(Saved entries)
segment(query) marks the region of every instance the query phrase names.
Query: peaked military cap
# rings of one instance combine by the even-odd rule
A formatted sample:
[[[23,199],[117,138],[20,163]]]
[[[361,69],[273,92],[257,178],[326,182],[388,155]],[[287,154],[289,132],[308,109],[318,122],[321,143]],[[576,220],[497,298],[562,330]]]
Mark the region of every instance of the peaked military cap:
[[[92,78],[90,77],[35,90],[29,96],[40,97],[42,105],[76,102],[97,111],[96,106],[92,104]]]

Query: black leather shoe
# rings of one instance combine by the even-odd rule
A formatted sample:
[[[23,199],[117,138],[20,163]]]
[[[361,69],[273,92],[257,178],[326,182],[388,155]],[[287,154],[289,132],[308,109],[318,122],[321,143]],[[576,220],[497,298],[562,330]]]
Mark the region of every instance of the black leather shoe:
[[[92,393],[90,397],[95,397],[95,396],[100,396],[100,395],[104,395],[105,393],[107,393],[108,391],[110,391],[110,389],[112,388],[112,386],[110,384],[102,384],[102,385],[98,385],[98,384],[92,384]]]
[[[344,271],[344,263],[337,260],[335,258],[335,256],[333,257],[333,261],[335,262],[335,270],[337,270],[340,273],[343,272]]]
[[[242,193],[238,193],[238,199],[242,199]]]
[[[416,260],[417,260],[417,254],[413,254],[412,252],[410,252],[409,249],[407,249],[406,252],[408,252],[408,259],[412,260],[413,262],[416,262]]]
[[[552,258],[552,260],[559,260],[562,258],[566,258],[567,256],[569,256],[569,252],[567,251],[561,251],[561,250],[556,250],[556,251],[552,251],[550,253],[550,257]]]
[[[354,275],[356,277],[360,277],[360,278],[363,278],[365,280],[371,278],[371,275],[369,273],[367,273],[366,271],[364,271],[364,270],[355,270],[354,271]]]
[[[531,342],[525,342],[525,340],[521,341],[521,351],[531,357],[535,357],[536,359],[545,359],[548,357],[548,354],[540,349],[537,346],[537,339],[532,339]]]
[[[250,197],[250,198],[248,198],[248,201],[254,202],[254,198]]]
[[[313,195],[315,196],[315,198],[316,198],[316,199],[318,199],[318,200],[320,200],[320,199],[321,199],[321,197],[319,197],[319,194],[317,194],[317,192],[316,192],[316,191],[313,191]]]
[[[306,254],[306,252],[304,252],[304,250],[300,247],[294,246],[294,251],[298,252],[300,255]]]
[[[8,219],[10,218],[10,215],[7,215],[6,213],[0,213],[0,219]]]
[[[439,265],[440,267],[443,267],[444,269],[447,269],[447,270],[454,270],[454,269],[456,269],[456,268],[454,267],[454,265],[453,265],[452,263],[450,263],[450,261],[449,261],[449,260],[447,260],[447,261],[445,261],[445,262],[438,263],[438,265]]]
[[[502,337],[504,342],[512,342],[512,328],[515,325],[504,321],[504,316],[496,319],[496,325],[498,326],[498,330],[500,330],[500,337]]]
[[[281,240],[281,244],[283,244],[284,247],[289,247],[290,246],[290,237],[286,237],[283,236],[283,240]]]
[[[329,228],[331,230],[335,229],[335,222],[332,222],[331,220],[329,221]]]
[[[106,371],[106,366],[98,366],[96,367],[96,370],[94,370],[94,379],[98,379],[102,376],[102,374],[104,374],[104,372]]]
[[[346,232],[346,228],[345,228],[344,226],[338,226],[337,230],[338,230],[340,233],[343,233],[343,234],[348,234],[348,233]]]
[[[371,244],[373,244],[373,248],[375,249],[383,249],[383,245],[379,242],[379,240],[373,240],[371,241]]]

• [Your objective]
An exact repetition of the data above is all that is needed.

• [Answer space]
segment(query) marks the region of every instance the query phrase names.
Query: peaked military cap
# rings of one instance combine by the even-odd rule
A formatted sample:
[[[23,199],[117,138],[20,163]]]
[[[361,69],[273,92],[257,178],[326,182],[388,155]],[[287,154],[289,132],[308,109],[318,122],[321,143]],[[576,220],[497,298],[562,330]]]
Mark the region of every instance of the peaked military cap:
[[[92,78],[90,77],[35,90],[29,96],[40,97],[42,105],[76,102],[97,111],[96,106],[92,104]]]

Query: black leather shoe
# rings of one instance combine by the even-odd rule
A formatted sample:
[[[23,199],[117,138],[20,163]]]
[[[361,69],[273,92],[257,178],[326,182],[388,155]],[[287,154],[289,132],[308,109],[318,122],[321,143]],[[576,220],[497,298],[562,330]]]
Mark the region of every instance of the black leather shoe:
[[[92,393],[90,397],[95,397],[95,396],[100,396],[100,395],[104,395],[105,393],[107,393],[108,391],[110,391],[110,389],[112,388],[112,386],[110,384],[102,384],[102,385],[98,385],[98,384],[92,384]]]
[[[344,271],[344,263],[337,260],[335,258],[335,256],[333,257],[333,261],[335,262],[335,270],[337,270],[340,273],[343,272]]]
[[[242,193],[238,193],[238,199],[242,199]]]
[[[416,260],[417,260],[417,254],[413,254],[412,252],[410,252],[409,249],[407,249],[406,252],[408,252],[408,259],[412,260],[413,262],[416,262]]]
[[[552,258],[552,260],[559,260],[562,258],[566,258],[567,256],[569,256],[569,252],[567,251],[561,251],[561,250],[556,250],[556,251],[552,251],[550,253],[550,257]]]
[[[354,275],[356,277],[360,277],[360,278],[363,278],[365,280],[371,278],[371,275],[369,273],[367,273],[366,271],[364,271],[364,270],[355,270],[354,271]]]
[[[531,342],[525,342],[525,340],[521,341],[521,351],[531,357],[535,357],[536,359],[545,359],[548,357],[548,354],[540,349],[537,346],[537,339],[532,339]]]
[[[250,197],[250,198],[248,198],[248,201],[254,202],[254,198]]]
[[[313,195],[315,196],[315,198],[316,198],[316,199],[318,199],[318,200],[320,200],[320,199],[321,199],[321,197],[319,197],[319,194],[317,194],[317,192],[316,192],[316,191],[313,191]]]
[[[306,254],[306,252],[304,252],[304,250],[300,247],[294,246],[294,251],[298,252],[300,255]]]
[[[8,219],[10,218],[10,215],[7,215],[6,213],[0,213],[0,219]]]
[[[439,265],[440,267],[443,267],[444,269],[447,269],[447,270],[454,270],[454,269],[456,269],[456,268],[454,267],[454,265],[453,265],[452,263],[450,263],[450,261],[449,261],[449,260],[447,260],[447,261],[445,261],[445,262],[438,263],[438,265]]]
[[[502,337],[504,342],[512,342],[512,328],[515,325],[504,321],[504,316],[496,319],[496,325],[498,326],[498,330],[500,330],[500,337]]]
[[[281,240],[281,244],[283,244],[284,247],[289,247],[290,246],[290,237],[286,237],[283,236],[283,240]]]
[[[329,228],[331,230],[335,229],[335,222],[332,222],[331,220],[329,221]]]
[[[106,371],[106,366],[98,366],[96,367],[96,370],[94,370],[94,379],[98,379],[102,376],[102,374],[104,374],[104,372]]]
[[[346,232],[346,228],[345,228],[344,226],[338,226],[337,230],[338,230],[340,233],[343,233],[343,234],[348,234],[348,233]]]
[[[371,244],[373,244],[373,248],[375,249],[383,249],[383,245],[379,242],[379,240],[373,240],[371,241]]]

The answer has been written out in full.